Site icon Lown Institute

Do patients in Medicare Advantage plans get better value of care? Yes and no…

Do patients in Medicare Advantage plans get better value of care? Yes and no…

Medicare Advantage (MA) is an increasingly popular alternative to fee-for-service Medicare, with more than half of Medicare beneficiaries choosing MA plans. Rather than pay health providers by volume, CMS pays the private plans that participate in Medicare Advantage a fixed amount per month based on the number of patients covered (adjusted for patient risk).

In theory, this capitated payment plan should reduce incentives for clinicians to perform low-value services since the plans are on the hook for the cost. But does this actually happen in practice? A new study in JAMA Network Open sheds light on the differences in overuse between these types of insurance plans.

Lower overuse rates in Medicare Advantage

In this study, researchers from the Harvard T. H. Chan School of Public Health and Brigham and Women’s Hospital compared the prevalence of 35 low-value services between patients with traditional Medicare coverage and those in different MA plans. Unlike previous studies, the authors stratified their results based on plan membership, allowing them to compare indicators of how well each plan avoids overuse.

Overall, the authors found that rates of overuse were significantly lower for patients in Medicare Advantage plans for 18 out of the 35 services measured. In particular, overuse rates for “2 or more antipsychotic medications,” renal artery revascularization, and vertebroplasty were lower for Medicare Advantage patients.

However, patients in MA plans had significantly higher rates for six other low-value services, including imaging tests for eye disease, Vitamin D deficiency screening, and low-value colorectal cancer screening.

Not all MA plans are the same

While MA had lower overuse rates overall, not all plans achieved the same success in avoiding overuse. MA beneficiaries enrolled in UnitedHealth, Humana, Centene, and smaller MA plans (not in the top 7 most popular plans) had lower rates of overuse overall compared to traditional Medicare. Centene patients had the largest difference in overuse, followed by Humana.

(RECORDED INFORMATION)

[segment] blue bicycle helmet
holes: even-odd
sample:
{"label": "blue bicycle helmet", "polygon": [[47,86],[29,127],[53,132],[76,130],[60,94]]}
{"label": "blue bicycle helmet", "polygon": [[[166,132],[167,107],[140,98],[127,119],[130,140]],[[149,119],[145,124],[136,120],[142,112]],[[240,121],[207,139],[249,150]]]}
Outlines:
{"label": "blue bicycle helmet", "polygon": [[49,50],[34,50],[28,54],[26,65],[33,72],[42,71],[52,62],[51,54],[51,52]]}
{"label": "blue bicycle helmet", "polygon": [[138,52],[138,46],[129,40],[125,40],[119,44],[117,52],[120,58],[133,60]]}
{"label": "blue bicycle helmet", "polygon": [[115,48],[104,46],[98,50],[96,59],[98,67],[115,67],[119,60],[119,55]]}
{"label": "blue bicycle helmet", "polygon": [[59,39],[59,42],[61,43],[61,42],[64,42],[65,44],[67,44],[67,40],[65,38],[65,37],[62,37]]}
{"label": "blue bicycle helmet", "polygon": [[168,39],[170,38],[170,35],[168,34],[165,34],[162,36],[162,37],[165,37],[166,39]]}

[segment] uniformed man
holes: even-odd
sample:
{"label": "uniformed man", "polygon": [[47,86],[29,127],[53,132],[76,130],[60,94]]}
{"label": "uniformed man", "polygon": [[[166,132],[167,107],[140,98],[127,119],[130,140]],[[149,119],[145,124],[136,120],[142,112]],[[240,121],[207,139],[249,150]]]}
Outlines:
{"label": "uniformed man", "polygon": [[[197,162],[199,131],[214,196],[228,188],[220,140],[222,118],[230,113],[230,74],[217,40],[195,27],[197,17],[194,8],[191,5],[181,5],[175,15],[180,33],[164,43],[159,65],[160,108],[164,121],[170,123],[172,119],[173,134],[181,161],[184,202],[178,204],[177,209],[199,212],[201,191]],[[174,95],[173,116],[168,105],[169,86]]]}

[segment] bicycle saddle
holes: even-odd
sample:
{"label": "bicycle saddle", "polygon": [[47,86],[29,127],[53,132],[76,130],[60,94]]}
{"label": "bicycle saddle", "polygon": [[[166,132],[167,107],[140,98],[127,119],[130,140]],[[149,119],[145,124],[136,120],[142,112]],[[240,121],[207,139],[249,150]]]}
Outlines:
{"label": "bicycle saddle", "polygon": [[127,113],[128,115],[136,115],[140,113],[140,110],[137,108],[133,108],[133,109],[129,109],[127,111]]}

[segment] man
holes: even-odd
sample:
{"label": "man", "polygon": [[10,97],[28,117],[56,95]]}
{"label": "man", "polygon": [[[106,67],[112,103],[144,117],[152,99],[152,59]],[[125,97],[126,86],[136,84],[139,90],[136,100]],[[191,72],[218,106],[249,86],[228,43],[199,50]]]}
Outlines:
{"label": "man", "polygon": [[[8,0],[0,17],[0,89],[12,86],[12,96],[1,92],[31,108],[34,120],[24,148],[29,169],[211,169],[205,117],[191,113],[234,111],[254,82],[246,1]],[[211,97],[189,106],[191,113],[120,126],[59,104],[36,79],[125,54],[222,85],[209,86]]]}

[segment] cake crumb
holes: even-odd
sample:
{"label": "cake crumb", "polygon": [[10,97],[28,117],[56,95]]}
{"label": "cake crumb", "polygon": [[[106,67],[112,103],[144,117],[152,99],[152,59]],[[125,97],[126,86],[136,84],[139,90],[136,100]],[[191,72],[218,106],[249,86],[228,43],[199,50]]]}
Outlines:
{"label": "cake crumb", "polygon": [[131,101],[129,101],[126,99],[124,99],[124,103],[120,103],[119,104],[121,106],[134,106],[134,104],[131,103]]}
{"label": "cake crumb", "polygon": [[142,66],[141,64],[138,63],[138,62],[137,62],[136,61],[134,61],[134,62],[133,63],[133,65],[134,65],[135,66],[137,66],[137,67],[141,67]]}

(WHAT THIS TASK INVOLVES)
Answer these from the Medicare Advantage article:
1. What share of Medicare beneficiaries choose MA plans?
2. For how many of the 35 measured services were overuse rates significantly lower among Medicare Advantage patients?
3. Which plan's patients had the largest difference in overuse?

(SOLUTION TO THIS EXERCISE)
1. More than half
2. 18
3. Centene